══ Fragmento del documento ══
Para el espectador de películas como Al final de la escapada (À bout de souffle), El desprecio (Le Mépris) o Pierrot el
loco (Pierrot le fou), entre otras obras maestras de su autor, resulta evidente que Jean-Luc
Godard es, además de uno de los más innovadores y originales directores de
la historia, el gran cineasta del malentendido entre hombres y mujeres. Toda su
filmografía, más allá de otras cuestiones esenciales, aborda con obstinación, humor
e inteligencia inusitada la comedia equívoca de los sexos. Es irónico, por
tanto, que sea una de sus mujeres, Anne Wiazemsky, quien haya replicado al
maestro ofreciéndole un retrato de sus relaciones de pareja tan descarnado como
emotivo.
Esta excepcional historia de amor (Un año ajetreado, Anagrama, trad.:
Javier Albiñana) se desarrolla entre 1966 y 1967, en mitad de una encrucijada
personal e histórica. Godard se encuentra entonces en el pináculo de la celebridad
cinéfila. Wiazemsky, nieta de François Mauriac, debuta deslumbrando como actriz
en Al azar Baltasar, el hermoso film de
Robert Bresson, con una sublime secuencia donde se muestra desnuda, de espaldas
y arrodillada contra una pared, como si rezara avergonzada por los pecados del
mundo. Godard la descubre en una foto de rodaje y se enamora de ella al
instante. Reacia al esnobismo de la moda Godard, Wiazemky le escribe una carta,
sin embargo, declarándole su admiración y amor tras ver Masculino, femenino (Masculin, féminin). No tardan en vivir un romance que, por la
diferencia de edad (diecinueve años ella, treinta y seis él), la polémica notoriedad
del director y la idiosincrasia de ambos amantes, se convierte desde el
comienzo en escandaloso. La madre de Anne, representante de la burguesía
parisina más rancia, se opone al principio con todas sus fuerzas hasta que, en
parte por la mediación del eximio abuelo y la perseverancia libertaria de la
hija, acaba cediendo de mala gana al matrimonio de ambos.
═══
#### [Tarea asignada]
Indica, según el fragmento del documento, qué edad tenía Anne Wiazemsky cuando comenzó su romance con Godard.
══ Información proporcionada ══
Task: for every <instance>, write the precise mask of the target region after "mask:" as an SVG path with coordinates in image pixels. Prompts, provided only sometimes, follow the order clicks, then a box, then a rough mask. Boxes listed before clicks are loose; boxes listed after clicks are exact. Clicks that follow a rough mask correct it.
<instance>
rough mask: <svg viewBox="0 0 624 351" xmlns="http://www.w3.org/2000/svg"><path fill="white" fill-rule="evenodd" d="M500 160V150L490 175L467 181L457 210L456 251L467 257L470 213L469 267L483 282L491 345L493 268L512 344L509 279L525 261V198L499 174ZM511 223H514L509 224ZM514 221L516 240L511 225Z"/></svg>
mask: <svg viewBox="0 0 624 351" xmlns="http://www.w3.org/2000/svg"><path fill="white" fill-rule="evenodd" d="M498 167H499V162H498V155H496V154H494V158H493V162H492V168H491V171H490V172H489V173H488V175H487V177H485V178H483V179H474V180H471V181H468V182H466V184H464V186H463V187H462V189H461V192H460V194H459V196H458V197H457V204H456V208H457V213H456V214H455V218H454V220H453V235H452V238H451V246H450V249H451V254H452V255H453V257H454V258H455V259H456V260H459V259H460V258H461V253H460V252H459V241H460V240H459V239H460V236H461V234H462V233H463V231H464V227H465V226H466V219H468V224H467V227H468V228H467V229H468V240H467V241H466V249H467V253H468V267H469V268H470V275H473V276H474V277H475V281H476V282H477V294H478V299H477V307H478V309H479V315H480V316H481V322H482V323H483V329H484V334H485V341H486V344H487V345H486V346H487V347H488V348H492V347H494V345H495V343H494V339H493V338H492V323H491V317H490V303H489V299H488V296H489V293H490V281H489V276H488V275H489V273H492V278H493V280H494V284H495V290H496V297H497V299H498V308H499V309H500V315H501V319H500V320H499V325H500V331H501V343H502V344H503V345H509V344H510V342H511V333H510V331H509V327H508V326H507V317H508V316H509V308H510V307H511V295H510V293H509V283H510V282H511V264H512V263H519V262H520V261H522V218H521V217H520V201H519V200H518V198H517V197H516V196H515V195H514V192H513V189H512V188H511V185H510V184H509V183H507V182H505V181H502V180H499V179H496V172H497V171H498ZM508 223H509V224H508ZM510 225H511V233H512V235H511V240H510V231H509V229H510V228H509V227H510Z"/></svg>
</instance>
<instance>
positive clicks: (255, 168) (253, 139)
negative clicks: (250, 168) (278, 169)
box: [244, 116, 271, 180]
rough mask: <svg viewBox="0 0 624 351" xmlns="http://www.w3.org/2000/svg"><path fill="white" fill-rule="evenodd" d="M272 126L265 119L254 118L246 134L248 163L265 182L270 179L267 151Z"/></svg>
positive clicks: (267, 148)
═══
#### [Resultado de la tarea]
Diecinueve años.